QUOTED PASSAGE:

Thus, from this static perspective, the results from both frames seemingly
confirm each other in identical fashion.
However
when we allow for the actual dynamic interaction as between both poles - which
inevitably is true of actual experience - then a degree of paradox is entailed
with respect to any dualistic finding (when considered from a holistic integral
perspective). Then when we approach the dynamic limit where the interchange as
between opposite polarities approaches simultaneity (as with pure spiritual
contemplation) the utterly paradoxical nature of all dualistic findings becomes
clearly evident. In other words opposite phenomenal polarities then cancel out
in the experience of nondual spiritual emptiness.
This
clearly applies also to mathematical experience when seen from the refined
intellectual perspective of a spiritually contemplative worldview. In other
words
+ 1 and –
1, as inherent in both the positing and negating of phenomenal form, comprise a
dynamic unity resulting in nothingness or spiritual emptiness (in this holistic
sense). In other words the successful dynamic negation of form (as holistic
oneness), which requires a radical spirit of non-attachment with respect to
phenomena, results in the spiritual experience of emptiness (as holistic
nothingness). Alternatively we could equally say where opposite polarities are
properly balanced in experience, their rigid phenomenal manifestations are eroded
resulting in a purely intuitive spiritual experience.
Raising
mathematics to the level of contemplative experience was once the admirable
goal of the Pythagoreans. I would greatly support this goal but simply add that
it requires new methods of logical interpretation to properly accommodate
it.
So if we
are to reflect mathematical experience through the qualitative understanding
associated with the holistic dimension 2, it requires a new refined type of
paradoxical both/and logic that is inherently circular in nature.
Broadly
this requires in terms of mathematical interpretation that external (objective)
and internal (subjective) aspects of experience can no longer be considered in
isolation from each other but rather in dynamic terms (where frames are
interdependent and continually influence each other).
Properly
understand however two-dimensional understanding combines both rational and
intuitive elements serving as a necessary bridge as between linear and circular
understanding. Thus in appreciating circular paradox (where opposite reference
frames are viewed as interdependent we initially view them in a partial linear
(i.e. independent) manner.
Higher
dimensional numbers (> 2) likewise entail a mix of linear (rational) and
circular (intuitive) understanding. However through greater refinement, the
rational becomes less discrete until ultimately it is indistinguishable from
the continuous intuitive element. In spiritual terms this state of pure
contemplation can be equated with the identity of form and emptiness (where
neither circular nor linear aspects separately phenomenally exist).

Entries pointing to named objects:
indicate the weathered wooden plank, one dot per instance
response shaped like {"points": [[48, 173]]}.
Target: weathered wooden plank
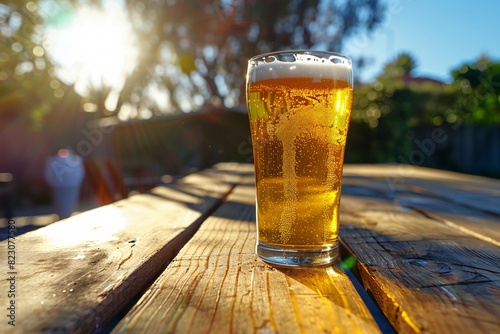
{"points": [[216, 284], [426, 276], [480, 221], [476, 192], [76, 275]]}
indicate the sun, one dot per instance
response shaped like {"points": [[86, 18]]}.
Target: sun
{"points": [[94, 48]]}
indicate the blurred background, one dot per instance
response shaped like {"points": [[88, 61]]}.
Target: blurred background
{"points": [[144, 91]]}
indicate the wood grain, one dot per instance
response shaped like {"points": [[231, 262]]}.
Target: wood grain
{"points": [[431, 262], [77, 274], [217, 285]]}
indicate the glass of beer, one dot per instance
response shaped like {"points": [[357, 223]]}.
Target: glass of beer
{"points": [[299, 106]]}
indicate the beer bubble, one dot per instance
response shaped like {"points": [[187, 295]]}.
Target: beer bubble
{"points": [[270, 59]]}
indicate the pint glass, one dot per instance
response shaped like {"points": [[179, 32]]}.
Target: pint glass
{"points": [[299, 106]]}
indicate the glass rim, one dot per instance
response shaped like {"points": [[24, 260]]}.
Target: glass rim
{"points": [[303, 52]]}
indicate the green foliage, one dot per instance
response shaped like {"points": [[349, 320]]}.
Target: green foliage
{"points": [[387, 112], [478, 92], [29, 90]]}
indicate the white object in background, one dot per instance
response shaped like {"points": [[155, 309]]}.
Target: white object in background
{"points": [[64, 173]]}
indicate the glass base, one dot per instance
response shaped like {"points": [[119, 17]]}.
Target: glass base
{"points": [[297, 258]]}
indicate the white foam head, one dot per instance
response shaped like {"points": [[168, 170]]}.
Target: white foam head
{"points": [[297, 64]]}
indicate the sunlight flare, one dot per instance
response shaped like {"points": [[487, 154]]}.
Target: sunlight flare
{"points": [[95, 48]]}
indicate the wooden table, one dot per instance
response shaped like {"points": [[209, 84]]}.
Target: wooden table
{"points": [[420, 253]]}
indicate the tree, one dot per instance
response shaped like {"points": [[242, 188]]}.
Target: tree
{"points": [[478, 88], [201, 46], [192, 51]]}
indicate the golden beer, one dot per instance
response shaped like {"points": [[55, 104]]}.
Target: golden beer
{"points": [[299, 115]]}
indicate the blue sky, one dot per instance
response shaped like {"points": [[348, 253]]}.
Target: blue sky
{"points": [[440, 34]]}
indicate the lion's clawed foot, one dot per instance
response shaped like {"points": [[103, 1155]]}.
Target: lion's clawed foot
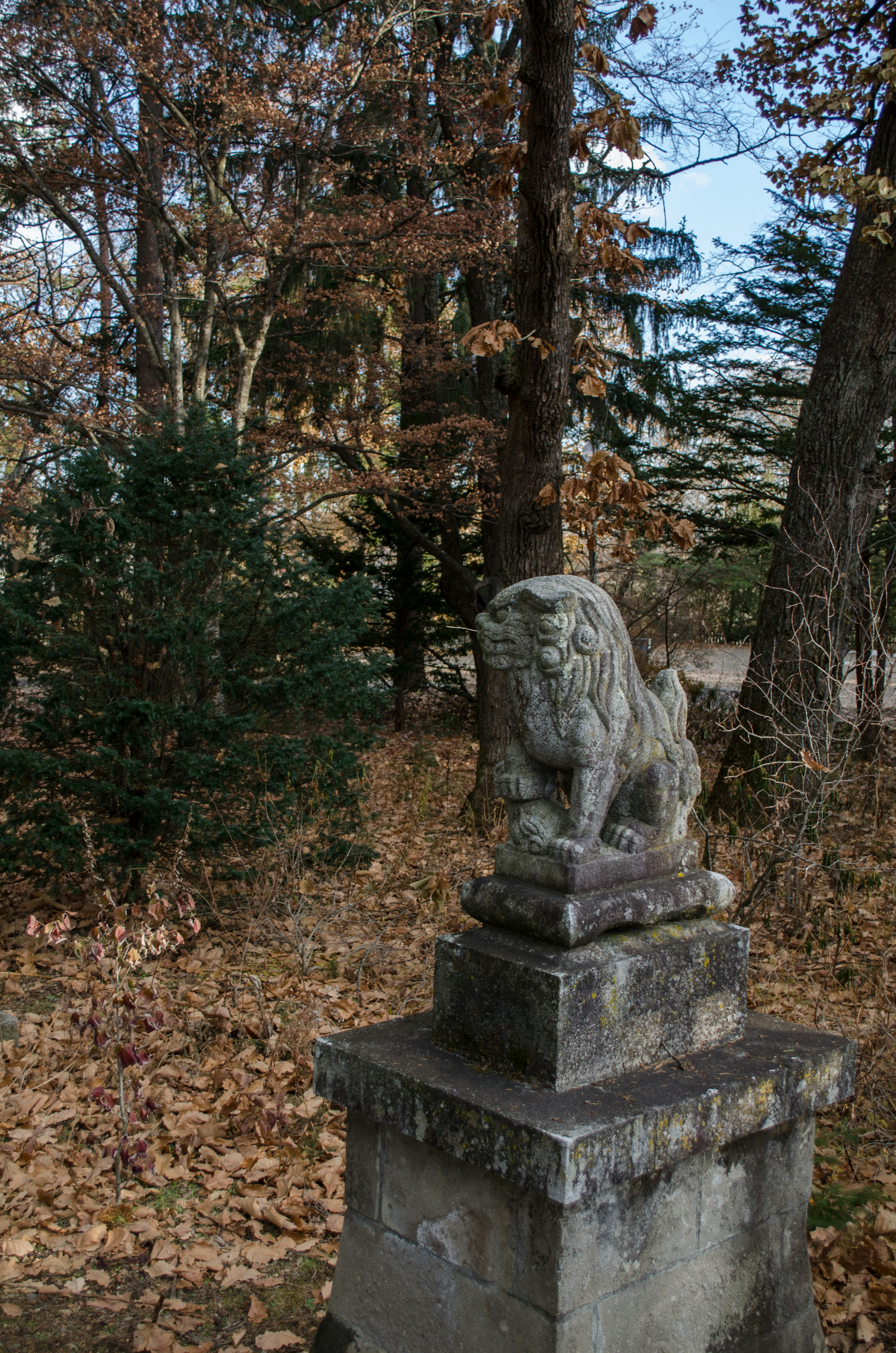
{"points": [[569, 852], [627, 838]]}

WHAT IS REQUIRED:
Carry the passage on mathematics and spiritual contemplation further, picking up after its final sentence. You won't need the data for anything here.

ANSWER TO THE PROBLEM:
Thus in
qualitative holistic terms, the higher dimensional numbers relate to dynamic
logical structures. These coherently map out in a scientific integral manner
the ever more refined nature of the interaction of reason and intuition that
characterise the higher levels of understanding (ultimately attaining pure
spiritual contemplation of reality).
Indeed in
this holistic mathematical approach, such levels of understanding are
inseparable from numbers as dimensions (when given their appropriate
qualitative interpretation).
And once
again the key to obtaining these structures is through obtaining the
corresponding roots of 1 (as reciprocals of the corresponding whole numbers).
So for
example to obtain the more refined dynamic logical structure of 4 (as
qualitative dimension) we extract the four roots of unity i.e. + 1, - 1, + i
and – i.
So in
linear terms we now have opposite poles in both real and imaginary terms.
The key
to unravelling the corresponding holistic meaning of this result is the
recognition that all phenomenal experience has both conscious (real) and
unconscious (imaginary) aspects. So four dimensional qualitative interpretation
of reality entails the ability to see all reality as governed by the
interaction of complementary polar reference frames (with both real and
imaginary aspects).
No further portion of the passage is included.